Problem set.
1. In the teval demo notebook, what folder name does the code assign to WORKDIR?
2. Write the next part of the teval demo notebook, picking up after its final note about the `.gpkg` file.

Passage shown.

┌────────

# TEVAL: T-Route Ensemble Evaluation Demo

This notebook demonstrates the capabilities of the **teval** toolkit. We will walk through:
1.  **Setup & Configuration**: initializing the tool.
2.  **Calculation Run**: Processing raw ensemble data.
3.  **Visualization Run**: Rapidly generating plots from cached stats.
4.  **Deep Dive**: Creating detailed "Spaghetti Plots" and Animations.

In [None]:
import os
import glob
from pathlib import Path
import matplotlib.pyplot as plt
from IPython.display import Image, display

# Import teval modules
from teval.config import TevalConfig, generate_default_config
from teval.pipeline import run_pipeline

# Set up our workspace
WORKDIR = Path("demo_output")
WORKDIR.mkdir(exist_ok=True)

print(f"Working directory set to: {WORKDIR}")

### Step 0: (Optional) Generate Sample Data
If you do not have your own T-Route ensemble output files yet, you can run the cell below to generate realistic dummy data based on a sample hydrofabric GeoPackage.

**Note:** You must have a valid `.gpkg` file (e.g., `gage_10023000.gpkg`) in your `data/` folder for this to work.

└────────

Recorded data.
┌────────

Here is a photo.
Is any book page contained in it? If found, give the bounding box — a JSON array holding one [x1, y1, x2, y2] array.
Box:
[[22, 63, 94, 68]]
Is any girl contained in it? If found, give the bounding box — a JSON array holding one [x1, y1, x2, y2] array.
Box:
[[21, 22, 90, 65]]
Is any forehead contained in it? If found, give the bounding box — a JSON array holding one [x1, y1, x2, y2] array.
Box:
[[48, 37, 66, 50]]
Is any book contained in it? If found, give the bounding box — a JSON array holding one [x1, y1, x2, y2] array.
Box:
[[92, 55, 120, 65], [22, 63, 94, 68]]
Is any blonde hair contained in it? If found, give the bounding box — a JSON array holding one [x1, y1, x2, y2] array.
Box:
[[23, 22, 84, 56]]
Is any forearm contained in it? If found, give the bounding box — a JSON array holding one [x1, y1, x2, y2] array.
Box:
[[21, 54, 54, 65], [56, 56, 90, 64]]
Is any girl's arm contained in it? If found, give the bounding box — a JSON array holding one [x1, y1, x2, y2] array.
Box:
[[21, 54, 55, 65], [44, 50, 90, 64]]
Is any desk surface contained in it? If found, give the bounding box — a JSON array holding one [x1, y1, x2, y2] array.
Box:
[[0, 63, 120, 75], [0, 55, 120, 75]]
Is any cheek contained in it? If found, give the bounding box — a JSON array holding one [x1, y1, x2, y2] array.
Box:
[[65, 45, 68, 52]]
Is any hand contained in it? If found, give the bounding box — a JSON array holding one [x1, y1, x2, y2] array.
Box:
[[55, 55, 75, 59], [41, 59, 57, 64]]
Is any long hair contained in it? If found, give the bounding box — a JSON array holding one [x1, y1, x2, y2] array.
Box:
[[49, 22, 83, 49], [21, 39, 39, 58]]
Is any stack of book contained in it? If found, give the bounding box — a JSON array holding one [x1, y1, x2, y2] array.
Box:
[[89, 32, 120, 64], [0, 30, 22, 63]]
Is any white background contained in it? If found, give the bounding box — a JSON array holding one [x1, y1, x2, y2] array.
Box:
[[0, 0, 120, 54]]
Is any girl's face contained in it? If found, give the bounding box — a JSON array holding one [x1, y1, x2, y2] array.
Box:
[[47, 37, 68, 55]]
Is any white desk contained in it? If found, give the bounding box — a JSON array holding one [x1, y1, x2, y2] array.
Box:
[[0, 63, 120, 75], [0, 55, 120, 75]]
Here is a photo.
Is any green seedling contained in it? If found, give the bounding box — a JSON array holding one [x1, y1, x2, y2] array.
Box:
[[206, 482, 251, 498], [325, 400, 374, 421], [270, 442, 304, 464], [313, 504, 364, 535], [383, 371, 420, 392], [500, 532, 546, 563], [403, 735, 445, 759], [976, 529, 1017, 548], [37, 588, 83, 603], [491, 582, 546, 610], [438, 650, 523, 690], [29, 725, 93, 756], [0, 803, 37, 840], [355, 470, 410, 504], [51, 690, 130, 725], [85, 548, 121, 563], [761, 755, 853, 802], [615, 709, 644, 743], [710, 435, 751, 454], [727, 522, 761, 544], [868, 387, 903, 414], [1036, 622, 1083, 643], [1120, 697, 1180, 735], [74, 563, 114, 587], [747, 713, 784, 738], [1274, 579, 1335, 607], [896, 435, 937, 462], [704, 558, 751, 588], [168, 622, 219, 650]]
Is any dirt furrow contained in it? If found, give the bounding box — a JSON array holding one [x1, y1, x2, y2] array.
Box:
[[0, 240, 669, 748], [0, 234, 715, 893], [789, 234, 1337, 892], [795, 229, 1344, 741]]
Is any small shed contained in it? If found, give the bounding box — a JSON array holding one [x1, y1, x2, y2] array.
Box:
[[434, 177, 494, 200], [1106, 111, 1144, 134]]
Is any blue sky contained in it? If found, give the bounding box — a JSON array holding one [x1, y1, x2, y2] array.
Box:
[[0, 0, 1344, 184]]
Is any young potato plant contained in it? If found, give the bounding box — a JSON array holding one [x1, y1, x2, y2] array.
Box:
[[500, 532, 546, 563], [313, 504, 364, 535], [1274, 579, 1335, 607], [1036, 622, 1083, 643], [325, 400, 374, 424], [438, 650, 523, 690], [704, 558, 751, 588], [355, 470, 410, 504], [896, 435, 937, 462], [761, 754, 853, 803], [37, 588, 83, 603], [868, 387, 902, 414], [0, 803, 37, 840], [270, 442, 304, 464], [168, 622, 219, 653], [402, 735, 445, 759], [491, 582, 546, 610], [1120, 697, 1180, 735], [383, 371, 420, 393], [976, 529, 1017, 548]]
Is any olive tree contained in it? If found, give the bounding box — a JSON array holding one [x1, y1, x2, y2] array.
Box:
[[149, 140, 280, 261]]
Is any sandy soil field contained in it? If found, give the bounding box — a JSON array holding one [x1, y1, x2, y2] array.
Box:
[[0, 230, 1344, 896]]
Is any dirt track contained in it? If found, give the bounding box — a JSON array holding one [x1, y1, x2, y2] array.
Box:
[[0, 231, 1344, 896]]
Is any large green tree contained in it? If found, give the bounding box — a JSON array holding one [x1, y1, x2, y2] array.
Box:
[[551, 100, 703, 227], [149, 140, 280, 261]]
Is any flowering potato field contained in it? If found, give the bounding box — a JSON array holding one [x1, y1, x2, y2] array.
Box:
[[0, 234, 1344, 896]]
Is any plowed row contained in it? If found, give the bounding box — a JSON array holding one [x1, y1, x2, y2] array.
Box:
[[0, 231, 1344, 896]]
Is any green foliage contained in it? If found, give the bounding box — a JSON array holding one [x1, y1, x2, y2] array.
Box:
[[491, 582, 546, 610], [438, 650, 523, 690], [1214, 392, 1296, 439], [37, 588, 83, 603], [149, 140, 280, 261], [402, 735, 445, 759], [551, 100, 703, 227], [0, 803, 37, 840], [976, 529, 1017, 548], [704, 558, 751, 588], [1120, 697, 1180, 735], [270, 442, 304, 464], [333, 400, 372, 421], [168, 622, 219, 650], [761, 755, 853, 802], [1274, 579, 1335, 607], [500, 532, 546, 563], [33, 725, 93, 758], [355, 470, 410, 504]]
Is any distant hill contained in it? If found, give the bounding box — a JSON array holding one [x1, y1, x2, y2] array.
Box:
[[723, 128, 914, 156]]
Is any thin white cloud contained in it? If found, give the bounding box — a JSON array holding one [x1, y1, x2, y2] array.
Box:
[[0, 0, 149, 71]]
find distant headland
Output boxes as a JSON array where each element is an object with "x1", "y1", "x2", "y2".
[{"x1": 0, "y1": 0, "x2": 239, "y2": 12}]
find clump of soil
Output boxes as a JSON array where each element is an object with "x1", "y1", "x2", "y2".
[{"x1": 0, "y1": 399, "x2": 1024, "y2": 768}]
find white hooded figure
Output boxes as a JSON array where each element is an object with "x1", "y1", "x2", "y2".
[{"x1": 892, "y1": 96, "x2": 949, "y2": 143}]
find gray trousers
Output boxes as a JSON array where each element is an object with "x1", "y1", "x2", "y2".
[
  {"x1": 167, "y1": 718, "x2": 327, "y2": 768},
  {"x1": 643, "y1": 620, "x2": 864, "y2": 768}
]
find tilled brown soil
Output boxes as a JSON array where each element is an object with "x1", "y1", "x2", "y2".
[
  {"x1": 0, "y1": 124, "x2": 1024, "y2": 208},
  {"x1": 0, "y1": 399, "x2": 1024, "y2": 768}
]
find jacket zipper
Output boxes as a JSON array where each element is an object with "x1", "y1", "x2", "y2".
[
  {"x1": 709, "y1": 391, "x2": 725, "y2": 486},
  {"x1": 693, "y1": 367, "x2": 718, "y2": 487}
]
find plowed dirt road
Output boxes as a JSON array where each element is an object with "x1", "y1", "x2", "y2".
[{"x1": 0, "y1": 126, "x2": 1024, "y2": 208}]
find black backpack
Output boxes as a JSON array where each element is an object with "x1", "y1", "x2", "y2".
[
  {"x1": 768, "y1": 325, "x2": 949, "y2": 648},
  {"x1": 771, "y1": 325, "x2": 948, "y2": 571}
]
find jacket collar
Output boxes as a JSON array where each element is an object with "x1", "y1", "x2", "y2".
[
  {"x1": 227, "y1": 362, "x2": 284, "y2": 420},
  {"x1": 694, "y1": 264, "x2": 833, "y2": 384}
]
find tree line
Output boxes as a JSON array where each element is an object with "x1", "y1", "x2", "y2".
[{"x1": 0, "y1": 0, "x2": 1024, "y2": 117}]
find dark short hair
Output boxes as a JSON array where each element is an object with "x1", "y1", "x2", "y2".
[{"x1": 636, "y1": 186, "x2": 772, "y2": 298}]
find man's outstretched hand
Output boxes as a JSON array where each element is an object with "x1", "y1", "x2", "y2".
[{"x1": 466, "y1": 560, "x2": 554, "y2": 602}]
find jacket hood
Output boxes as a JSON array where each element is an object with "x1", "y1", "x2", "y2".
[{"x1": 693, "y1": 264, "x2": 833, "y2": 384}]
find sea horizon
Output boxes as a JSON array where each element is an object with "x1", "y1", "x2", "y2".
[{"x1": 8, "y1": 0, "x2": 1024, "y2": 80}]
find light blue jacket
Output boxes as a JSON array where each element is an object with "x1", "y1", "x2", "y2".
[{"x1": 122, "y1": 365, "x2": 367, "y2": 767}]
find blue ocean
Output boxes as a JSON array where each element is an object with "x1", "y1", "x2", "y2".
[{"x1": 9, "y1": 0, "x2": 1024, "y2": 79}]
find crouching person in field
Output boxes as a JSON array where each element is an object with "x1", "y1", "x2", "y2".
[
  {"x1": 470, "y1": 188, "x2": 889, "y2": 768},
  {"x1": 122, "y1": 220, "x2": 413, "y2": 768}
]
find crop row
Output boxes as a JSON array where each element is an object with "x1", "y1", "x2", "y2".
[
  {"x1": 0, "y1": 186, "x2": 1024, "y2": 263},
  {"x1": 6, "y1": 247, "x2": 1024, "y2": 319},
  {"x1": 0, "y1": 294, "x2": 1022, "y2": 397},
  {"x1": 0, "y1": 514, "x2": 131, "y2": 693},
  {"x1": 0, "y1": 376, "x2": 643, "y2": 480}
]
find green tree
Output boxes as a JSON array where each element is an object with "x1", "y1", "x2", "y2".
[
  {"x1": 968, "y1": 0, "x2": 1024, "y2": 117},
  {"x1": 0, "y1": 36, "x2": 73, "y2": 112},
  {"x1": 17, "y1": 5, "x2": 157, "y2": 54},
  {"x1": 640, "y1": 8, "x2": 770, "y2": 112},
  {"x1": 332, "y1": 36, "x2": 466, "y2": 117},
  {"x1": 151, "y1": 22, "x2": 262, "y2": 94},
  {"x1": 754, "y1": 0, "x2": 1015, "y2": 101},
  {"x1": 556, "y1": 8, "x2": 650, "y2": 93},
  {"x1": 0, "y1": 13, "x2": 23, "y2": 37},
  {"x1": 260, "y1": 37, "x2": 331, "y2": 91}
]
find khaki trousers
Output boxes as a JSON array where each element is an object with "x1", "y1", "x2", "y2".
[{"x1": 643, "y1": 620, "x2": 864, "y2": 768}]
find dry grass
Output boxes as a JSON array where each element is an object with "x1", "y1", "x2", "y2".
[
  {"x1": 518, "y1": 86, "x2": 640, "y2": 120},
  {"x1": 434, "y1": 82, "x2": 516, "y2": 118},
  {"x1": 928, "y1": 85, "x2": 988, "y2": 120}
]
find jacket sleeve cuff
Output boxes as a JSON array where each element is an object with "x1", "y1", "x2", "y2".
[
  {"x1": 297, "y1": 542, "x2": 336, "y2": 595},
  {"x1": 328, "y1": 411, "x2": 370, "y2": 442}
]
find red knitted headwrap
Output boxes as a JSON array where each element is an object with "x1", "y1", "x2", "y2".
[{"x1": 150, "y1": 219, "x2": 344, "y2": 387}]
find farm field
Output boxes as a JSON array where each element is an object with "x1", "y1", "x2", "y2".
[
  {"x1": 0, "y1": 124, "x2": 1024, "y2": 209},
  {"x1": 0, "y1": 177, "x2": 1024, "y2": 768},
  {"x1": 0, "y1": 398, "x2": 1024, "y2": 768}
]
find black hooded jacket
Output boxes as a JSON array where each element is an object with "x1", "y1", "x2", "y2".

└────────

Outputs.
1. demo_output

2.
In [None]:
# Import the dummy data generator from the root directory
import sys
sys.path.append("..") # Ensure root dir is in path if notebook is in a subfolder
try:
    from create_dummy_data import create_realistic_output_from_gpkg
    
    # USER INPUT REQUIRED
    # Update this path to point to your local hydrofabric file
    GPKG_PATH = Path("../data/gage_10023000.gpkg") 
    OUTPUT_DIR = Path("../data/")
    
    if GPKG_PATH.exists():
        print(f"Generating dummy ensemble data in {OUTPUT_DIR}...")
        create_realistic_output_from_gpkg(
            output_dir=str(OUTPUT_DIR),
            gpkg_path=str(GPKG_PATH),
            num_members=10
        )
        print("Sample data generated.")
    else:
        print(f" Skipping data generation: {GPKG_PATH} not found.")
        print("To run this step, please provide a valid hydrofabric GeoPackage path in the code above.")
        
except ImportError:
    print(" Could not import 'create_dummy_data'. Ensure the script is in your project root.")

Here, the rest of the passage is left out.